(QUOTED PASSAGE):
I would also switch to water-packed tuna, add your own EFA's. perhaps drop the bread as well and switch to brown rice or sweet taters. however, if you find your making progress with it, then limit the whole grain bread to only 2 slices/day. 

Best of luck with your goals!


----------



## Trump (Mar 24, 2004)

> _*Originally posted by atherjen *_
> Hi Trump!
> Glad to see you started a journal! great way to keep on track and along with motivation and advice with others!
> 
> ...





Helloooooooo beautiful

Yeah I ate both yolks; I will fix that error.

Going to slowly switch over to water packed, I have about 5 cans of oil packed left that I don't want to waste.


I am sure I will be making plenty of errors along the way, feel free to  at me


----------



## Trump (Mar 24, 2004)

(WHAT TO WORK ON):
[A] In the diet forum thread, how many slices of whole grain bread per day does the advice allow if progress is being made?
[B] Proceed with the diet forum thread from the point where it stops, writing the post that goes under its final header.

(EXCERPTED DATA):

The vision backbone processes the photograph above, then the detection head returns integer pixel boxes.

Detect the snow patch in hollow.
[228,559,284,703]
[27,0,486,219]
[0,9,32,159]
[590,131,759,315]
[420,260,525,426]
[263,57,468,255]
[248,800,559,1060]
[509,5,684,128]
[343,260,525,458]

(ANSWERS TO THE TASKS):
[A] Two slices per day.

[B]
Well, day 1 is over. As you can see my vices include hard candy 



Here's hoping day 2 is better...


----------



## Trump (Mar 25, 2004)

*March 25, 2003*

Weight: 165.5LB BF: ??% 



Meal 1: 

shake: 1 scoop allthewhey vanilla (25g prot), 8oz water, and 1 frozen banana, blended

1 large green apple
500MG calcium supp

Walked 1 mile to work (no car)

Meal 2: 

1 can oil packed tuna (about 5 of these left)
2 slices 100% wheat bread


Meal 3:
1/2 of a turkey, lettuce and tomato pita wrap w/ no sauces

Walked 1 mile home (no car)

Preworkout:
9oz water + 1 scoop allthewhey (25g prot)

Workout:
Did chest + bi's today
Weighed on scale, updated today's weight (165.5lb)


Meal 4:
2 Servings pasta
.6 cup chicken
pasta sauce


Snack: 
Orange


*Totals*
p/c/f cal%
35/42/21

Total cals: 1842


----------



## Trump (Mar 25, 2004)

Day 2 is done! 

Besides switching to water-packed tuna and going to brown rice (once I have depleted my few cans of tuna and the rest of this loaf of bread), is everything else looking on par?


----------



## atherjen (Mar 25, 2004)

looks much better! 
although you need more veggies. and your last meal - the orange- needs to be switch- how about cottage cheese or egg whites, and you need some healthy fats in your diet too!


----------



## Trump (Mar 25, 2004)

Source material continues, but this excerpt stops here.